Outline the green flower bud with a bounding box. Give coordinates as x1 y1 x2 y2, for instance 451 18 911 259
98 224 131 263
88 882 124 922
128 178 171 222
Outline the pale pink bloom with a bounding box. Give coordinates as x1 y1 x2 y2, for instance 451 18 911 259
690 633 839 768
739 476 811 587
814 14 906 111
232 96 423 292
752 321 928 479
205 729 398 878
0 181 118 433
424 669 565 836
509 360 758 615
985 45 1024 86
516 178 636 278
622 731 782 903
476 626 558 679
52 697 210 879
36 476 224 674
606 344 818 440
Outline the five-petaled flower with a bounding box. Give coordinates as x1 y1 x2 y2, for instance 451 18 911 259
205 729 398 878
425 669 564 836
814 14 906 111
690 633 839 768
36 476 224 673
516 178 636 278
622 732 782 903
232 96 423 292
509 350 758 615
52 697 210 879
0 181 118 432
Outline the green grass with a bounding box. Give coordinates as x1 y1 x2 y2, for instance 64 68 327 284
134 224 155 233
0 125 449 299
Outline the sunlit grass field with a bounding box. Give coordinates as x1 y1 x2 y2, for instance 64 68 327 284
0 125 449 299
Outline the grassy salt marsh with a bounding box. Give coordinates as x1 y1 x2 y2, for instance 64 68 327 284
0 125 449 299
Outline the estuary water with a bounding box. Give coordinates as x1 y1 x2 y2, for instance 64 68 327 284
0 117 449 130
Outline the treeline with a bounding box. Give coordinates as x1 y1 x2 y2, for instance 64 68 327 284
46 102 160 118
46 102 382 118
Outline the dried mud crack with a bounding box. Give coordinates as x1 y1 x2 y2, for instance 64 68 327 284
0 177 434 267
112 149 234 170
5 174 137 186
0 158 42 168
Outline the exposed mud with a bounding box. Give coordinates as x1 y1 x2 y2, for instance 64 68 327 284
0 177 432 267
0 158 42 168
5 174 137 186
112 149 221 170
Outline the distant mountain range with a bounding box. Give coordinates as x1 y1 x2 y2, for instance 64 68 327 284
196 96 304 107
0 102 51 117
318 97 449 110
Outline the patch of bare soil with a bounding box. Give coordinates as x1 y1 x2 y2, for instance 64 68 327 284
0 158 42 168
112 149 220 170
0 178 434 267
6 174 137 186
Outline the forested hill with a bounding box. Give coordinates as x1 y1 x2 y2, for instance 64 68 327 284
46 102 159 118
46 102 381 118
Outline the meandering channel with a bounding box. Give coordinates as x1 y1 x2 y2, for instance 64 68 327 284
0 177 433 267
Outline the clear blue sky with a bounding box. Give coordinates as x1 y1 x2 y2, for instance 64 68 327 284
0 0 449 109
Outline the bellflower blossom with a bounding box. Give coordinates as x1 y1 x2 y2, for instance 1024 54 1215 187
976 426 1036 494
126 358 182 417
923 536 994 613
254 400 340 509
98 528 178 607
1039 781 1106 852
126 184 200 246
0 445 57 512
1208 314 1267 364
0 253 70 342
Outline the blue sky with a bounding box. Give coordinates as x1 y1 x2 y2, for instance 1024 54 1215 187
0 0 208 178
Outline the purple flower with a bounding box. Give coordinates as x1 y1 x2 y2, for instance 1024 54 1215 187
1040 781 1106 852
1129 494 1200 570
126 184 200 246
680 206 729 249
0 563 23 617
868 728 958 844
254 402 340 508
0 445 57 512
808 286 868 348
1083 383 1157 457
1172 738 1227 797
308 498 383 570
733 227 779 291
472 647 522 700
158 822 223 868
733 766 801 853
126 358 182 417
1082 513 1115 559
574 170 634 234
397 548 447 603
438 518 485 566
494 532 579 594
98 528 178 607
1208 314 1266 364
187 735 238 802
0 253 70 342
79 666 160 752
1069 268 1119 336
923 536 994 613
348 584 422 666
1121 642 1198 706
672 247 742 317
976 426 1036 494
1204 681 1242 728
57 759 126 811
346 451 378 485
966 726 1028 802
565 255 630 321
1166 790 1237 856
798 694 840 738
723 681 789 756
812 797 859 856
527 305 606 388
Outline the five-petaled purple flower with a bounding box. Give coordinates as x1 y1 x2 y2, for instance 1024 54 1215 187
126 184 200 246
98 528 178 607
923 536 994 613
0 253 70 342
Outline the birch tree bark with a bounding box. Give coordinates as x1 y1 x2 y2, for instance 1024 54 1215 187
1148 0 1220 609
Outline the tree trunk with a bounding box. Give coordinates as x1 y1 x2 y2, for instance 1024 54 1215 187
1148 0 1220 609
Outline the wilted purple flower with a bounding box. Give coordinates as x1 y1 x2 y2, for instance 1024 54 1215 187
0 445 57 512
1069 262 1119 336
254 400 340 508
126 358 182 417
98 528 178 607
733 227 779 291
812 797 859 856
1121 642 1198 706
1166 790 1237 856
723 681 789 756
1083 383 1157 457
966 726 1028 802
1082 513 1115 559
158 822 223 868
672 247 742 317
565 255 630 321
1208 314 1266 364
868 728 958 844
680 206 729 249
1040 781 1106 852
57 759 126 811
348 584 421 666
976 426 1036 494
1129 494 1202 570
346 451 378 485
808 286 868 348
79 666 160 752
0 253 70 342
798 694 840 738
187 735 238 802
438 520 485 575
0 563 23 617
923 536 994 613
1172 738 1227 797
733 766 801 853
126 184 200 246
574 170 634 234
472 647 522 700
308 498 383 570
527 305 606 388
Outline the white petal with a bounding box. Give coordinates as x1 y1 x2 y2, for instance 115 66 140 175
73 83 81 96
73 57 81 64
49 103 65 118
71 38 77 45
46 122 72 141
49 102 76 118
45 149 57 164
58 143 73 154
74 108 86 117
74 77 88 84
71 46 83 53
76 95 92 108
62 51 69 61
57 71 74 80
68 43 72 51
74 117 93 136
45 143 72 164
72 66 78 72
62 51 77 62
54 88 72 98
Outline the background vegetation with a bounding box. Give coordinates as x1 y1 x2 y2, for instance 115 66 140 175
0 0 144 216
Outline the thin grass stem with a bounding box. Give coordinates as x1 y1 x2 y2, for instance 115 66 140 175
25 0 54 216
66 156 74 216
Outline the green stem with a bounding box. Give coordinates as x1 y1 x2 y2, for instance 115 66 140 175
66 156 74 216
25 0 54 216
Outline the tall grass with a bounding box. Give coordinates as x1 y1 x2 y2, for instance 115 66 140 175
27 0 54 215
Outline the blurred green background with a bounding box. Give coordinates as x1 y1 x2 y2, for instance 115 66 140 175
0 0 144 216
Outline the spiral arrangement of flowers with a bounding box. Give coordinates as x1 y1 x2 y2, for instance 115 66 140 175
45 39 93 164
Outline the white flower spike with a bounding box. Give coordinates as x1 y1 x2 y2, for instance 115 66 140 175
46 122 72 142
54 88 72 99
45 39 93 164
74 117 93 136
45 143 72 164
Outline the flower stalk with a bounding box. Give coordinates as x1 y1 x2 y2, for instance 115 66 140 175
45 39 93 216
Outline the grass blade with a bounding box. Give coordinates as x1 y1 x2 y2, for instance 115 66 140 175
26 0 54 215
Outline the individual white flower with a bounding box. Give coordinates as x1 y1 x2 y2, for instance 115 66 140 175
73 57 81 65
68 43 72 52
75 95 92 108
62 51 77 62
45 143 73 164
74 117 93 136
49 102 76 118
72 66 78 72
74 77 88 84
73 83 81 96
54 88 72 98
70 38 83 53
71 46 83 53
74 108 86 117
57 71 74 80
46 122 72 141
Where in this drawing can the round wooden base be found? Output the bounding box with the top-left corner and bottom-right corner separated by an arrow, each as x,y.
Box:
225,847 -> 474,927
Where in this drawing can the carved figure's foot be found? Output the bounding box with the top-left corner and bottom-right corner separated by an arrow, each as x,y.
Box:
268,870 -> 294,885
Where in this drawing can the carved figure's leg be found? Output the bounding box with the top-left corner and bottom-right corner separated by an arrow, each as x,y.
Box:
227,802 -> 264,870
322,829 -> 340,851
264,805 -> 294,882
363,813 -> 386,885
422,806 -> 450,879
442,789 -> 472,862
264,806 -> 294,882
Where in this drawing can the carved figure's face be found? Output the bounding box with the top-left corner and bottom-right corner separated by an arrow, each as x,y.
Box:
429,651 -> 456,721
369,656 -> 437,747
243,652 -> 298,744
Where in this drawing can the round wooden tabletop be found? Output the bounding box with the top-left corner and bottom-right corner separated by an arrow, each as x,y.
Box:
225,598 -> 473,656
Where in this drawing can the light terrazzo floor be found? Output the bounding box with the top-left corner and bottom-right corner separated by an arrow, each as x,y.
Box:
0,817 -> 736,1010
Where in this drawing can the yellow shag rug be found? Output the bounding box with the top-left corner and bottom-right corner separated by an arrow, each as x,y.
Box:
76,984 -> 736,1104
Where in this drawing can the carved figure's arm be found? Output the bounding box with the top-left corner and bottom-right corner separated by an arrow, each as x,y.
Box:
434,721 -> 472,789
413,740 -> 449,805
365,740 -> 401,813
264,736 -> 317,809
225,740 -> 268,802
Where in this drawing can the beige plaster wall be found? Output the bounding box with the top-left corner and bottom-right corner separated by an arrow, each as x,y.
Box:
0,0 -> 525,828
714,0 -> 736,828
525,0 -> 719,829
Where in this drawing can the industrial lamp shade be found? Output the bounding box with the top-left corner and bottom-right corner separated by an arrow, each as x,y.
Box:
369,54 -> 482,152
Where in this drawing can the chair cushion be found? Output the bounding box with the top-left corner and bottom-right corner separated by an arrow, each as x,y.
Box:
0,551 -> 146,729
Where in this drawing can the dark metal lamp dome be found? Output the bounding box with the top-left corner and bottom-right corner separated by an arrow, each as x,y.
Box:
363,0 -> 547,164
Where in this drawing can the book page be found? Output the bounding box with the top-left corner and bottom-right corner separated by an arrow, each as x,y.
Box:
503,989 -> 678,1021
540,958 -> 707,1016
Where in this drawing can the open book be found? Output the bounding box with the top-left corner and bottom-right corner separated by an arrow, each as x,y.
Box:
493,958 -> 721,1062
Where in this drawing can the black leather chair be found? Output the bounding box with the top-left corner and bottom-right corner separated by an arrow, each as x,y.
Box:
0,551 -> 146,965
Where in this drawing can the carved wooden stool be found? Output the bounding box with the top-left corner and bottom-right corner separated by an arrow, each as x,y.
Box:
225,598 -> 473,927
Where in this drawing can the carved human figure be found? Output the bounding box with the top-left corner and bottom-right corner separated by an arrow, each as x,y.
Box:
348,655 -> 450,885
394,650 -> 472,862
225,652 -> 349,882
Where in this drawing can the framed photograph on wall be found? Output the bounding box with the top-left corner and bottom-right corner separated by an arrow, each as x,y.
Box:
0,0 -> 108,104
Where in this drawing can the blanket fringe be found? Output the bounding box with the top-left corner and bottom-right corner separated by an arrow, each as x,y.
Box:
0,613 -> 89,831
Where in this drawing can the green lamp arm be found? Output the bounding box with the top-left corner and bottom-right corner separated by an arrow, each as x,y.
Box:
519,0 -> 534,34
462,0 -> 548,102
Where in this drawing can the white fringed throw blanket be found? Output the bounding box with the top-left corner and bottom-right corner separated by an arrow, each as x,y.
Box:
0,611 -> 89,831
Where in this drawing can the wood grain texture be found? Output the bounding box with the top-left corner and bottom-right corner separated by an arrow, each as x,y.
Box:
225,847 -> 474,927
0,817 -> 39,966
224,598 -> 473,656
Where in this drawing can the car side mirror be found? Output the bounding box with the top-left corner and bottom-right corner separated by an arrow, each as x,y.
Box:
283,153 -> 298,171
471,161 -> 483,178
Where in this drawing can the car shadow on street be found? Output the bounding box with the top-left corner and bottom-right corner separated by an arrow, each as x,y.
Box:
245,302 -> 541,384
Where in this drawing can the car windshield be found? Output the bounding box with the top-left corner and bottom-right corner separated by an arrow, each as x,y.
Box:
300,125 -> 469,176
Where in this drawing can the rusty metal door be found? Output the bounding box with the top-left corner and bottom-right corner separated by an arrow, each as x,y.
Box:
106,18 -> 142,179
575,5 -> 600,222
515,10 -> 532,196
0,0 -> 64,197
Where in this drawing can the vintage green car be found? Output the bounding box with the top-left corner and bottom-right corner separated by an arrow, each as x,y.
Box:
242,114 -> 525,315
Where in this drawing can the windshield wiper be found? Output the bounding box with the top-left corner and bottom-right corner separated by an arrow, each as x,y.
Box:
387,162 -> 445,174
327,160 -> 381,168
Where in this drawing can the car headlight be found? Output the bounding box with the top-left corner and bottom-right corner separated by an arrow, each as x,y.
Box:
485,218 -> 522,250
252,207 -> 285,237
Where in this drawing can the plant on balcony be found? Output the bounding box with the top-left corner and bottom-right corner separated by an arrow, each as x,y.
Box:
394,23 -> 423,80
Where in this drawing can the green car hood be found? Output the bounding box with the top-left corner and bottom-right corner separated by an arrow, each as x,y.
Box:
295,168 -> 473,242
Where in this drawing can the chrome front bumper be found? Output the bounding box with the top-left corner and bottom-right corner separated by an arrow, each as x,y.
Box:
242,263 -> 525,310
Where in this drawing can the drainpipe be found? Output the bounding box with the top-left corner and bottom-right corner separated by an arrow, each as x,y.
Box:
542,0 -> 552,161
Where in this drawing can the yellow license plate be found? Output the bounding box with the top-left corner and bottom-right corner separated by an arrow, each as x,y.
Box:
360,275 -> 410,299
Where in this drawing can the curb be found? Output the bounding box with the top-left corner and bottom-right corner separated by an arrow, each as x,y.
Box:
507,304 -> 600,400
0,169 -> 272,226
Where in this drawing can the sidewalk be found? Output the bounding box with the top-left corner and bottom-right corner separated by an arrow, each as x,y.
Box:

## What you will do
Could you turn the lines of the material above into a Markdown table with the columns Row and Line, starting at the line that contains "Where in this drawing can the industrial" and stopping after the line that contains "0,551 -> 146,729"? Include both of those lines and leave out any blank ones.

## Output below
| Row | Line |
|---|---|
| 1 | Where in this drawing can the industrial lamp shade be found? Output the bounding box with the top-left corner and bottom-right corner separated by an arrow, each as x,y. |
| 2 | Box: |
| 3 | 369,54 -> 482,152 |
| 4 | Where in this drawing can the chair cushion be found? Output the bounding box with the top-left corner and bottom-right corner separated by an arrow, each as x,y. |
| 5 | Box: |
| 6 | 0,551 -> 146,729 |